EXCERPT:
But construction workers are not alone in their unhappiness. Bartenders, food servers, butchers and cashiers were among the most likely to express dissatisfaction with their jobs.
The unhappiest profession? Roofers. Several news reports mentioned this finding, which is what made me curious about the study. Why are roofers so disgruntled with their profession? The report doesn’t say.
I asked Chris King, the editor of Roofing Contractor, another BNP Media publication. He doesn’t know. Although they have mentioned the report in their online newsletter and in the magazine, they have yet to hear from readers.
The report doesn’t mention sheet metal workers specifically, nor does it separate metal roofers from those doing traditional work. I’d expect metal roofers, who possess a special talent that allows many to charge a premium for their services, to rate as happier.
But what the study doesn’t explain, like Maloney’s before it, is just why so many of those in construction appear to look down on their jobs and in many cases, themselves. There’s no denying construction is hard work and for a long time was dismissed as the job choice of people with few options. That may be still true of general labor.

EXCERPTED DATA:
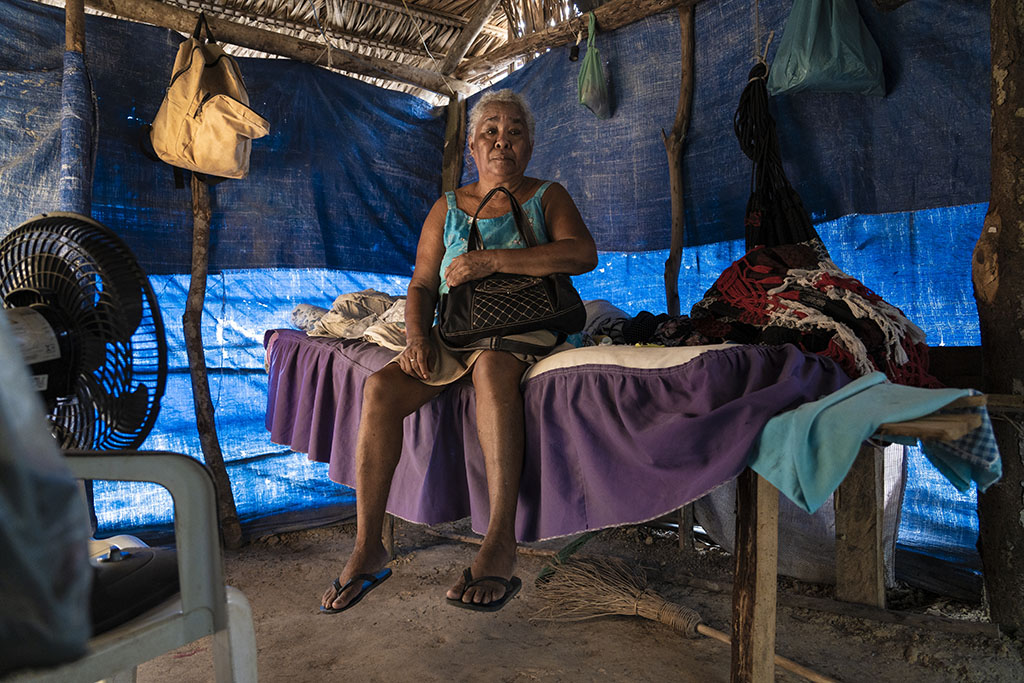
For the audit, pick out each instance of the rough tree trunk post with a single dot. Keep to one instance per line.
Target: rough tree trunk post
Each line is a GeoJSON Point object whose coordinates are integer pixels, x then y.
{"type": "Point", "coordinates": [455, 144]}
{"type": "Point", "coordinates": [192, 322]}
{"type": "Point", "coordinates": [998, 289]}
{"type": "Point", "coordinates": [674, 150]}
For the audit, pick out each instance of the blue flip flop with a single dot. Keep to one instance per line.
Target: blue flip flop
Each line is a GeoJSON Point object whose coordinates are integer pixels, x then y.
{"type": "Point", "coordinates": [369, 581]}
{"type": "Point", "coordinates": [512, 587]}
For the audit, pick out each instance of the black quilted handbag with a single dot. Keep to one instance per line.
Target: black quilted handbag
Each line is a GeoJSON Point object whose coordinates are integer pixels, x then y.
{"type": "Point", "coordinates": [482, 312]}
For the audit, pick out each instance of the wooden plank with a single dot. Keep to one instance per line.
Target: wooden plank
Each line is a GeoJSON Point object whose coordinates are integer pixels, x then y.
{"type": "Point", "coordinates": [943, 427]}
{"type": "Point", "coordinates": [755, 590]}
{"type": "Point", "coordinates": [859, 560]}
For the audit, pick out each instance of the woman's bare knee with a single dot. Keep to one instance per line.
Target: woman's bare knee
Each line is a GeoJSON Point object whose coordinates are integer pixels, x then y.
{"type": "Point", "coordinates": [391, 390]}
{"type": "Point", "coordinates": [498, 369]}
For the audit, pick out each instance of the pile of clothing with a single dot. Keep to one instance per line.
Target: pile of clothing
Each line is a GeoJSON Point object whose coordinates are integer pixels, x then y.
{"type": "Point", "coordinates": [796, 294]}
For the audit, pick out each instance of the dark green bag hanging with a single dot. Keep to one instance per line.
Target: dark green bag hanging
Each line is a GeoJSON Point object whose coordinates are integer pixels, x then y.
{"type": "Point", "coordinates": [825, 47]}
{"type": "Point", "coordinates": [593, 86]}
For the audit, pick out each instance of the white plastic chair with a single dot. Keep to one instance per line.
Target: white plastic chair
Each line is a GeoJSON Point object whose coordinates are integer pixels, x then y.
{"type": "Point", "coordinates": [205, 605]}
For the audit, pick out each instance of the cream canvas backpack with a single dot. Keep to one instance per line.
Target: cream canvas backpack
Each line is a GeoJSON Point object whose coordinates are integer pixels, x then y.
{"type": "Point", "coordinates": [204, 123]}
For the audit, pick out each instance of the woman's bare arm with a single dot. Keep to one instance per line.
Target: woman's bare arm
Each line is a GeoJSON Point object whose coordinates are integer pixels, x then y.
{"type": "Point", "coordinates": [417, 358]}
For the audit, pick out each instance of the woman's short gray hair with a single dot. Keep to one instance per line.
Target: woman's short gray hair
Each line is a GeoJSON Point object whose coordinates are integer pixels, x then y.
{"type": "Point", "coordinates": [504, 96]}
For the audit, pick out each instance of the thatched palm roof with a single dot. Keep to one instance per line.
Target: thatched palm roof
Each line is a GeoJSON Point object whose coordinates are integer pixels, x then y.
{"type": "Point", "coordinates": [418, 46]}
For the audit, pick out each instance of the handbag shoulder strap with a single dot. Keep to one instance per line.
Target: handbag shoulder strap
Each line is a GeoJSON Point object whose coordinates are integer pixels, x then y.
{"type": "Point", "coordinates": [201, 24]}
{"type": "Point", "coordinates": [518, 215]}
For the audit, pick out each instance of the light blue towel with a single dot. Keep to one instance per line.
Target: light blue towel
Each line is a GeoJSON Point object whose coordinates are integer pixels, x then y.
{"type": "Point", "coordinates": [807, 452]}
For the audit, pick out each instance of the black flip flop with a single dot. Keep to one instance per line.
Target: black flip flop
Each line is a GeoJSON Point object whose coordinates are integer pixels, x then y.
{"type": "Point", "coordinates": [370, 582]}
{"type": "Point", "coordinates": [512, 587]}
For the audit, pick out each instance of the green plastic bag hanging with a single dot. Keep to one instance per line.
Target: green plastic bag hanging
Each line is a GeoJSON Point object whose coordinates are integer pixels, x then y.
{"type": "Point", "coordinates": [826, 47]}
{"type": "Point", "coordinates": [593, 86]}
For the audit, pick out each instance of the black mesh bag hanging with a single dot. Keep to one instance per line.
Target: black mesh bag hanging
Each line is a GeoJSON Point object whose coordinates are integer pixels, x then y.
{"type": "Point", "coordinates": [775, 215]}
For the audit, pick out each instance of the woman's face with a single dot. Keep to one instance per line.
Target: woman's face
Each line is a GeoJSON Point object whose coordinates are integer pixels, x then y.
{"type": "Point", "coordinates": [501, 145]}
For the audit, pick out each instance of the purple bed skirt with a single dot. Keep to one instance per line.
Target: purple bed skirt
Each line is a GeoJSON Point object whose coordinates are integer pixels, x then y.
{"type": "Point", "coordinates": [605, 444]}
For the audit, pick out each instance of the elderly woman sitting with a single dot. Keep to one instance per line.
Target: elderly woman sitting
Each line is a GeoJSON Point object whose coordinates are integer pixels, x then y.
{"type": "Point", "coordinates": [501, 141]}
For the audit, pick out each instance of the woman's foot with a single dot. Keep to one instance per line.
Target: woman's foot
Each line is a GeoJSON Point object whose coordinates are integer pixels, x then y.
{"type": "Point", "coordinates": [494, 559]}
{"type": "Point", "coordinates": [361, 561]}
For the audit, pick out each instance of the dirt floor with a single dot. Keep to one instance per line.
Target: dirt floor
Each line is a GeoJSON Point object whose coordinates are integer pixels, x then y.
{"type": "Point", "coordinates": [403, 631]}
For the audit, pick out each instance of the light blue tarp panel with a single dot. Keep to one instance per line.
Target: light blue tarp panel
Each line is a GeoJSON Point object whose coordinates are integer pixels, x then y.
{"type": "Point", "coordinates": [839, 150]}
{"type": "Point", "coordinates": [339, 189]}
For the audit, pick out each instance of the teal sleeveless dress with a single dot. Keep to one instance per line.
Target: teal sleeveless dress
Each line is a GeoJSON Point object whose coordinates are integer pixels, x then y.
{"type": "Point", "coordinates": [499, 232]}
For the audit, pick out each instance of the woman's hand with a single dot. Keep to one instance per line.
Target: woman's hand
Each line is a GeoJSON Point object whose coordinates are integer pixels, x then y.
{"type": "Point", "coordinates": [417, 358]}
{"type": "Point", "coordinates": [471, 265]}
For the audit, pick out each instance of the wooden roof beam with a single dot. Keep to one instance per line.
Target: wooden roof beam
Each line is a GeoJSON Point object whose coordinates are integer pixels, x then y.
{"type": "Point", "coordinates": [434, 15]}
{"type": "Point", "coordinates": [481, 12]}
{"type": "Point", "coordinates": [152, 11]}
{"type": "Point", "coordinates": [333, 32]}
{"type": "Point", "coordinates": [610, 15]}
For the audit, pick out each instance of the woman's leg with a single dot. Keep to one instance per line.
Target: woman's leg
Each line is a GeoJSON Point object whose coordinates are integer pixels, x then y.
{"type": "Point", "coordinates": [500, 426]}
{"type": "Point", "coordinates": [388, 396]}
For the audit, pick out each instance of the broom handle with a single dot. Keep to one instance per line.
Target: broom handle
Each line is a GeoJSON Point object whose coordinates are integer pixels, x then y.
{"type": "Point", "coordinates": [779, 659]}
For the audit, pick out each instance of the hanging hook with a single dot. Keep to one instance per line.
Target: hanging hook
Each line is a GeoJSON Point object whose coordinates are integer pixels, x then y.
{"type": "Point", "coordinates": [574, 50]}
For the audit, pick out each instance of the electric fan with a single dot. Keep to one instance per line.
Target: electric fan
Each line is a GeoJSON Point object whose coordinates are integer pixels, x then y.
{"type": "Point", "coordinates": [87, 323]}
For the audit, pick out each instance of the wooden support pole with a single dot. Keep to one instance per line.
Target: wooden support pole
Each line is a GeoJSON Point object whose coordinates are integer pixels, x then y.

GIVEN PROBLEM: Write out the part of the excerpt on job dissatisfaction word for word, starting with "I asked Chris" and going on through "rate as happier.". The listing stands apart from the excerpt on job dissatisfaction.

FINISHED EXERCISE:
I asked Chris King, the editor of Roofing Contractor, another BNP Media publication. He doesn’t know. Although they have mentioned the report in their online newsletter and in the magazine, they have yet to hear from readers.
The report doesn’t mention sheet metal workers specifically, nor does it separate metal roofers from those doing traditional work. I’d expect metal roofers, who possess a special talent that allows many to charge a premium for their services, to rate as happier.